A Conexão Friedkin – Memórias de um exorcista

No mundo artístico, é comum o caso de uma obra ficar mais conhecida que seu criador. Todo o mundo lembra e reconhece a importância de O Exorcista (The Exorcist, 1973), mas poucos lembram do homem que ousou filmar uma adolescente se masturbando com um crucifixo. No livro The Friedkin Connection: A Memoir, lançado em 2013, o próprio William Friedkin conta sua saga cinematográfica, em um relato viciante e tão honesto quanto possível para uma autobiografia.

● **TAREFAS**:
1. Resuma em duas frases o trecho sobre as memórias de William Friedkin.
2. Transforme em lista de tópicos o parágrafo do trecho sobre as memórias de William Friedkin que começa com "No mundo artístico", mantendo os fatos principais.
As linhas abaixo não são usadas aqui.

[Rótulos de pontos de objetos]
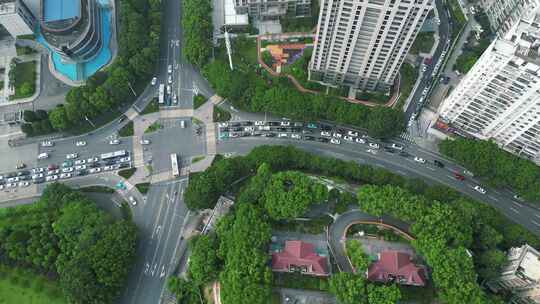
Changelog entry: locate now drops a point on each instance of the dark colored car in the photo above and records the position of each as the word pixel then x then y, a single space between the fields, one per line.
pixel 438 163
pixel 458 176
pixel 404 154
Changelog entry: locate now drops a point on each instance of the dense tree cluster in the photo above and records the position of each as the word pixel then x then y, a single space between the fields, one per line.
pixel 65 235
pixel 138 50
pixel 499 167
pixel 252 92
pixel 444 232
pixel 197 30
pixel 289 194
pixel 354 289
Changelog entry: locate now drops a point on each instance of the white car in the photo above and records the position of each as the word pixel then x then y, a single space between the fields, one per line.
pixel 65 175
pixel 419 160
pixel 68 169
pixel 480 189
pixel 95 170
pixel 326 133
pixel 13 179
pixel 51 178
pixel 397 147
pixel 24 184
pixel 53 172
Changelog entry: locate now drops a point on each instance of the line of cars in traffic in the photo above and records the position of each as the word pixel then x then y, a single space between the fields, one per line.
pixel 322 133
pixel 72 166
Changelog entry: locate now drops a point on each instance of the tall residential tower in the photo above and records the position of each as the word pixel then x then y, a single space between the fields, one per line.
pixel 362 43
pixel 499 98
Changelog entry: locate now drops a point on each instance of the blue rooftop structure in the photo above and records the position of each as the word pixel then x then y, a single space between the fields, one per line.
pixel 56 10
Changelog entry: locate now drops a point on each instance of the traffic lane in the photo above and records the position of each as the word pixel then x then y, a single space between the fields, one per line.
pixel 526 216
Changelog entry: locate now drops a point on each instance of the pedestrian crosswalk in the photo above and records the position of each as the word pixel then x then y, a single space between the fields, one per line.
pixel 407 137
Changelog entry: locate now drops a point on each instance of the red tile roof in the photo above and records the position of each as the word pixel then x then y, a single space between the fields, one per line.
pixel 298 254
pixel 394 265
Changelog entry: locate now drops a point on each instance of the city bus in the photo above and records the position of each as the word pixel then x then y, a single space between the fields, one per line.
pixel 161 93
pixel 174 165
pixel 120 153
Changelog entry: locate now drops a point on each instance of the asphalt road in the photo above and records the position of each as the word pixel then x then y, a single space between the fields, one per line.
pixel 427 78
pixel 521 214
pixel 161 220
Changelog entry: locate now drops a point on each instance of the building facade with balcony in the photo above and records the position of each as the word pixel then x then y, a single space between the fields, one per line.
pixel 272 9
pixel 521 276
pixel 499 98
pixel 362 44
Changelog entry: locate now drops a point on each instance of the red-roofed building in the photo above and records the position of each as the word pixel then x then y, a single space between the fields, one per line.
pixel 298 256
pixel 394 266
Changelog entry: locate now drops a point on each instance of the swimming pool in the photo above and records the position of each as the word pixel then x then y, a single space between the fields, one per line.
pixel 81 71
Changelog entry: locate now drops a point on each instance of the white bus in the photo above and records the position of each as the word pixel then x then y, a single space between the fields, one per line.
pixel 120 153
pixel 161 93
pixel 174 165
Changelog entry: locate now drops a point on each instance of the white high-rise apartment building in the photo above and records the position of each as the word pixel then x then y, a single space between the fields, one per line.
pixel 362 43
pixel 16 18
pixel 499 98
pixel 503 15
pixel 521 276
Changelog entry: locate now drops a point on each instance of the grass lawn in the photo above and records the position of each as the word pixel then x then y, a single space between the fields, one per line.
pixel 221 115
pixel 127 130
pixel 423 43
pixel 153 127
pixel 25 287
pixel 198 100
pixel 152 107
pixel 143 187
pixel 127 173
pixel 100 189
pixel 23 77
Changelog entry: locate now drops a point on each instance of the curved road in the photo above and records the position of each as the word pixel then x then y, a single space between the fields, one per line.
pixel 519 213
pixel 341 223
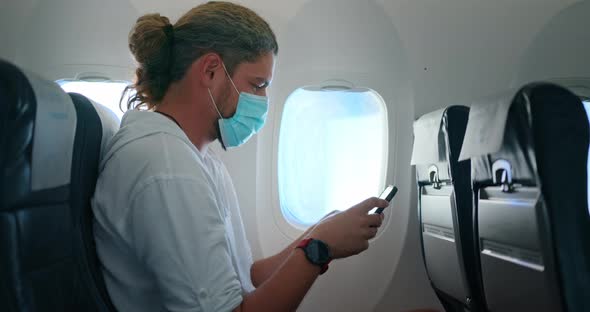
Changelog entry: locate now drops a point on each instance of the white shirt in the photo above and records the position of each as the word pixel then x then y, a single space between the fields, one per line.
pixel 167 224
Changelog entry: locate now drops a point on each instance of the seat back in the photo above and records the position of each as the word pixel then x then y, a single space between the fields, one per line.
pixel 528 153
pixel 445 207
pixel 50 145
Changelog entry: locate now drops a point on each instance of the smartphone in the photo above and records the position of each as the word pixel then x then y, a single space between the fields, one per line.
pixel 388 195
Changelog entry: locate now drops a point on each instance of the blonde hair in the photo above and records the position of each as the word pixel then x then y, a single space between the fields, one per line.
pixel 164 51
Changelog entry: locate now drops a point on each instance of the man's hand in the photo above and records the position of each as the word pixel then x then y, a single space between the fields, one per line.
pixel 347 233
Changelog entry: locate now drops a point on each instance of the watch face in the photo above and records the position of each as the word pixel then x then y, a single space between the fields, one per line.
pixel 318 252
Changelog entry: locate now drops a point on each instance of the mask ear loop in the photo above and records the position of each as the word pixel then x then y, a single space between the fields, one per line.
pixel 230 80
pixel 214 105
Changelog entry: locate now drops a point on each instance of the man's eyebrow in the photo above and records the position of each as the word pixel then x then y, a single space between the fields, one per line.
pixel 262 82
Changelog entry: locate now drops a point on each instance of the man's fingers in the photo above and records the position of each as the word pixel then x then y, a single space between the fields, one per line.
pixel 371 233
pixel 370 203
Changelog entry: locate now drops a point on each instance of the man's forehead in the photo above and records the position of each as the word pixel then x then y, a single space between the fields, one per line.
pixel 262 69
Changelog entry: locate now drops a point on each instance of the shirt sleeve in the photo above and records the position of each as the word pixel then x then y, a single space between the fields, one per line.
pixel 178 233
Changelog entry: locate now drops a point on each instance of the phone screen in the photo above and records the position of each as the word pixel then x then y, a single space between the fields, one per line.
pixel 388 195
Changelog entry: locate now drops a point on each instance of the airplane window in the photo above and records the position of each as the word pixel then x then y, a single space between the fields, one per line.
pixel 107 93
pixel 332 151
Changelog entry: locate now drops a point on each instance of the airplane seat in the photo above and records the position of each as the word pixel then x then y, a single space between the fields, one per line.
pixel 50 144
pixel 528 154
pixel 445 208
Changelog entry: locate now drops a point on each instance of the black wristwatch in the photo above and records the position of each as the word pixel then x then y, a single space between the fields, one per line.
pixel 316 252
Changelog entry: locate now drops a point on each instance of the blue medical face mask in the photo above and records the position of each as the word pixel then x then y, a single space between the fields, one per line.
pixel 249 117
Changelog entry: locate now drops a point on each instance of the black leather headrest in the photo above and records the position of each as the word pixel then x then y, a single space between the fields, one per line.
pixel 432 152
pixel 500 133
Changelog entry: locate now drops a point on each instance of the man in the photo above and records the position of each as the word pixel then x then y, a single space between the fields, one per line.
pixel 167 223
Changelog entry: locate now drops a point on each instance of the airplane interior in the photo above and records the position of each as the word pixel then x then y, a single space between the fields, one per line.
pixel 477 111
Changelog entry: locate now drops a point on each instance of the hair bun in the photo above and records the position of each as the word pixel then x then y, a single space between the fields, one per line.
pixel 148 40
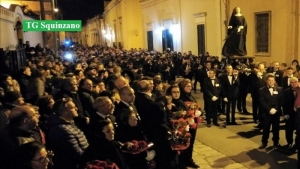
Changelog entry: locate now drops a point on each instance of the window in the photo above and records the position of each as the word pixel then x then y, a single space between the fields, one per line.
pixel 262 31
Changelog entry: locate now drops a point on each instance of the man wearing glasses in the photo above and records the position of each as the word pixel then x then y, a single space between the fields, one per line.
pixel 19 131
pixel 66 140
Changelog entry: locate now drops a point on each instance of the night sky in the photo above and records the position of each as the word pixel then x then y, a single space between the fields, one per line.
pixel 80 9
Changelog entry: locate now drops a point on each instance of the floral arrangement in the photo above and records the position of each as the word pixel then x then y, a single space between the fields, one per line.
pixel 179 136
pixel 136 146
pixel 194 108
pixel 97 164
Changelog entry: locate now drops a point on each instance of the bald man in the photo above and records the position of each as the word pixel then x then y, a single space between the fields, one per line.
pixel 22 121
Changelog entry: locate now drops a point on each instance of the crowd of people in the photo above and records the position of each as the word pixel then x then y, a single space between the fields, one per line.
pixel 65 111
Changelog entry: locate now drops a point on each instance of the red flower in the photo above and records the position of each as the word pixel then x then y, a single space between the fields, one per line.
pixel 187 135
pixel 143 144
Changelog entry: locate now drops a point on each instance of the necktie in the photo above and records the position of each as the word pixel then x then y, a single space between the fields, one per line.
pixel 271 89
pixel 42 137
pixel 213 81
pixel 295 93
pixel 132 107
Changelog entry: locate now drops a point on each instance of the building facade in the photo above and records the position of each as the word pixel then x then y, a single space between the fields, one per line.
pixel 36 10
pixel 11 28
pixel 201 25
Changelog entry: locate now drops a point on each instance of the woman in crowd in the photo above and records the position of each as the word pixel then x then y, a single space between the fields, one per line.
pixel 158 88
pixel 45 105
pixel 165 156
pixel 37 87
pixel 6 82
pixel 32 155
pixel 186 96
pixel 104 147
pixel 129 129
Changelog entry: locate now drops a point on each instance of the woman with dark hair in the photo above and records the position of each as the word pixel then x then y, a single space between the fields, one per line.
pixel 45 105
pixel 165 156
pixel 296 64
pixel 186 96
pixel 235 43
pixel 129 129
pixel 37 86
pixel 104 147
pixel 32 155
pixel 24 78
pixel 174 92
pixel 6 82
pixel 158 88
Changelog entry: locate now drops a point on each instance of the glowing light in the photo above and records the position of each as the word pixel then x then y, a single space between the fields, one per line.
pixel 5 4
pixel 107 36
pixel 175 31
pixel 68 56
pixel 159 30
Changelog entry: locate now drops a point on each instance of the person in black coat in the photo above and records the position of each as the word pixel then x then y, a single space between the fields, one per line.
pixel 277 73
pixel 243 92
pixel 204 74
pixel 186 156
pixel 165 156
pixel 104 109
pixel 212 94
pixel 257 80
pixel 66 140
pixel 271 100
pixel 143 103
pixel 69 89
pixel 86 95
pixel 129 129
pixel 230 88
pixel 197 67
pixel 104 147
pixel 289 112
pixel 286 79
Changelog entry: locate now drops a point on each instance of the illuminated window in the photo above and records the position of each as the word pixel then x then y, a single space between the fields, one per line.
pixel 262 31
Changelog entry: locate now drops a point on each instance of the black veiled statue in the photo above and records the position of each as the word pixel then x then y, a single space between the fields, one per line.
pixel 235 42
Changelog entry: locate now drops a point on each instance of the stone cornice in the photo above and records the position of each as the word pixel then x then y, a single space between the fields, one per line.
pixel 149 3
pixel 200 14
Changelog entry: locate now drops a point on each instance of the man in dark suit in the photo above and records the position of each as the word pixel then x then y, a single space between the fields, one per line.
pixel 144 102
pixel 104 111
pixel 244 78
pixel 212 93
pixel 186 68
pixel 257 81
pixel 271 100
pixel 230 88
pixel 204 73
pixel 277 73
pixel 286 80
pixel 289 112
pixel 197 67
pixel 127 99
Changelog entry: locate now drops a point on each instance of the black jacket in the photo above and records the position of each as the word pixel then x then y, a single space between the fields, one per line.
pixel 268 101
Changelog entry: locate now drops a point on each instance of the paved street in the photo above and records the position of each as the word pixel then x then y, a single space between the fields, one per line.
pixel 236 147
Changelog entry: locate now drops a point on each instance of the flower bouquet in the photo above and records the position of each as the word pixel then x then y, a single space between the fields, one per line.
pixel 194 109
pixel 97 164
pixel 136 147
pixel 179 136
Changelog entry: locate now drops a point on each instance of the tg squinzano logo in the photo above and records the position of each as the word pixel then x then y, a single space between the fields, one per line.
pixel 52 25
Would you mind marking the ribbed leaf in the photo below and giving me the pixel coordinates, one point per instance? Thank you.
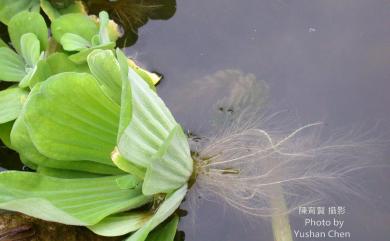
(152, 139)
(66, 174)
(69, 118)
(11, 102)
(150, 125)
(5, 131)
(2, 43)
(60, 62)
(165, 210)
(69, 201)
(74, 42)
(28, 22)
(165, 231)
(81, 57)
(31, 157)
(9, 8)
(105, 68)
(121, 224)
(30, 48)
(76, 23)
(53, 13)
(12, 66)
(171, 167)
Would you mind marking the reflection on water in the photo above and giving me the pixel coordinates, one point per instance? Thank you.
(323, 60)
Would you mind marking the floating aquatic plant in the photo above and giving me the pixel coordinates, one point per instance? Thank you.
(107, 153)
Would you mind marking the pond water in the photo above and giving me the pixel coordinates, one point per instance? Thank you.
(322, 60)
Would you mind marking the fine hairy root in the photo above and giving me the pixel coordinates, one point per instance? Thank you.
(245, 165)
(254, 153)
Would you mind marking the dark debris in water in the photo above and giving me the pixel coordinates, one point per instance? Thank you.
(19, 227)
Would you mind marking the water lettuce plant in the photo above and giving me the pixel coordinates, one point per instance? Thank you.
(107, 153)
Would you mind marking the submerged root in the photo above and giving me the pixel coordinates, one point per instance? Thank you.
(244, 165)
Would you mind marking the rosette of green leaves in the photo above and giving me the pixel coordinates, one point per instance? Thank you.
(81, 34)
(29, 38)
(53, 9)
(95, 127)
(23, 65)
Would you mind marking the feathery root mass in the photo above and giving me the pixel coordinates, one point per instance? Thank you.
(248, 166)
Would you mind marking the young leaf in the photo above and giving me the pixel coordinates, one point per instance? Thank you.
(5, 131)
(12, 66)
(103, 25)
(165, 231)
(53, 13)
(121, 224)
(9, 8)
(105, 68)
(81, 57)
(28, 22)
(74, 42)
(11, 102)
(30, 48)
(68, 117)
(3, 44)
(166, 209)
(76, 23)
(84, 201)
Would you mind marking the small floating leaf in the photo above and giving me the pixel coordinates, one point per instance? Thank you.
(11, 65)
(11, 102)
(52, 12)
(166, 209)
(74, 42)
(10, 8)
(28, 22)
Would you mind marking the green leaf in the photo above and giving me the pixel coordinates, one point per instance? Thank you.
(53, 13)
(152, 139)
(70, 118)
(11, 65)
(82, 56)
(165, 231)
(11, 102)
(75, 23)
(83, 201)
(151, 78)
(31, 157)
(74, 42)
(121, 224)
(28, 22)
(60, 62)
(67, 174)
(103, 25)
(171, 167)
(166, 209)
(105, 68)
(9, 8)
(5, 132)
(3, 44)
(30, 48)
(41, 72)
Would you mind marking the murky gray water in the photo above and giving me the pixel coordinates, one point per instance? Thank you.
(323, 60)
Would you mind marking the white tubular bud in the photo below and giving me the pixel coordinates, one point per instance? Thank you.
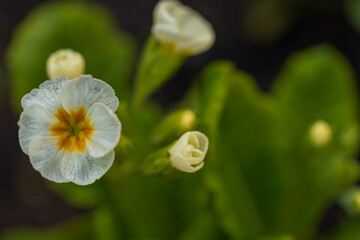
(65, 63)
(188, 153)
(182, 27)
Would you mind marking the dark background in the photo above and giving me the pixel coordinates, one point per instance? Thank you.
(24, 198)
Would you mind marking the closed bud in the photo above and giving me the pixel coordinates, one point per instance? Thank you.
(65, 63)
(182, 27)
(188, 153)
(320, 133)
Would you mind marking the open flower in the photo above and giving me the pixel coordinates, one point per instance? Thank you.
(182, 27)
(188, 153)
(65, 63)
(69, 129)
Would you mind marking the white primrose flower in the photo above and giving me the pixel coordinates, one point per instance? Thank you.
(188, 153)
(65, 63)
(182, 27)
(69, 129)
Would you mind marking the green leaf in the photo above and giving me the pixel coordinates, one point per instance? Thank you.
(348, 230)
(77, 228)
(318, 84)
(157, 64)
(248, 171)
(84, 27)
(352, 9)
(212, 88)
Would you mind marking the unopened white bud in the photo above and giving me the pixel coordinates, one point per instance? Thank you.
(182, 27)
(320, 133)
(188, 153)
(65, 63)
(187, 119)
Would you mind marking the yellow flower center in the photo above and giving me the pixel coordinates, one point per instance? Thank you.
(72, 129)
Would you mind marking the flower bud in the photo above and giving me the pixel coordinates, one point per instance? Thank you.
(182, 27)
(188, 153)
(320, 133)
(65, 63)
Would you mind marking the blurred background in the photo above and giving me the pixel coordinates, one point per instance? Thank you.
(257, 36)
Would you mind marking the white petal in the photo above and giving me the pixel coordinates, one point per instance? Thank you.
(34, 122)
(180, 144)
(85, 90)
(182, 26)
(45, 158)
(179, 162)
(48, 94)
(202, 140)
(107, 130)
(83, 169)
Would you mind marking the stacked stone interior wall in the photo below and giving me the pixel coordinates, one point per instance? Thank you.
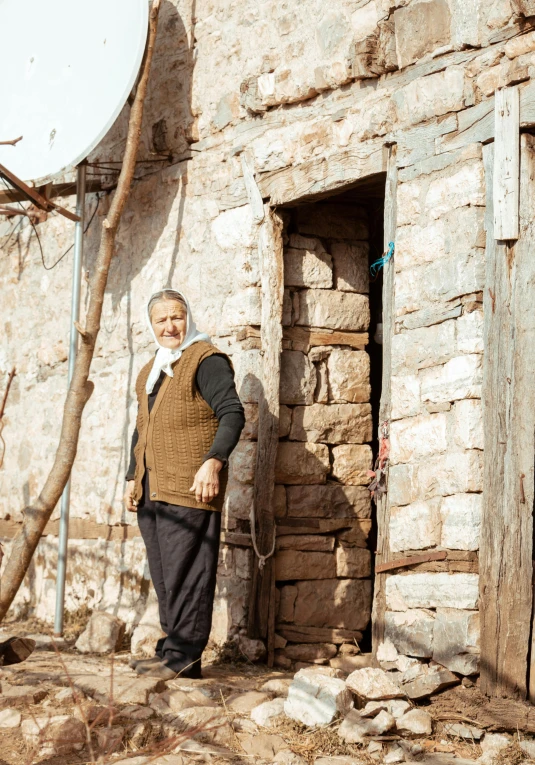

● **RESULTADOS DO EXERCÍCIO**:
1. Todo o mundo lembra e reconhece a importância de O Exorcista (1973), mas poucos lembram do homem que ousou filmá-lo. No livro The Friedkin Connection: A Memoir, lançado em 2013, o próprio William Friedkin conta sua saga no cinema, num relato viciante e tão honesto quanto possível para uma autobiografia.

2.
- No mundo artístico, é comum uma obra ficar mais conhecida que quem a criou.
- O Exorcista (1973) é lembrado e reconhecido por todos.
- Poucos lembram do homem que ousou filmar uma adolescente se masturbando com um crucifixo.
- Em The Friedkin Connection: A Memoir, lançado em 2013, William Friedkin conta sua própria saga no cinema.
- O relato é viciante e tão honesto quanto possível para uma autobiografia.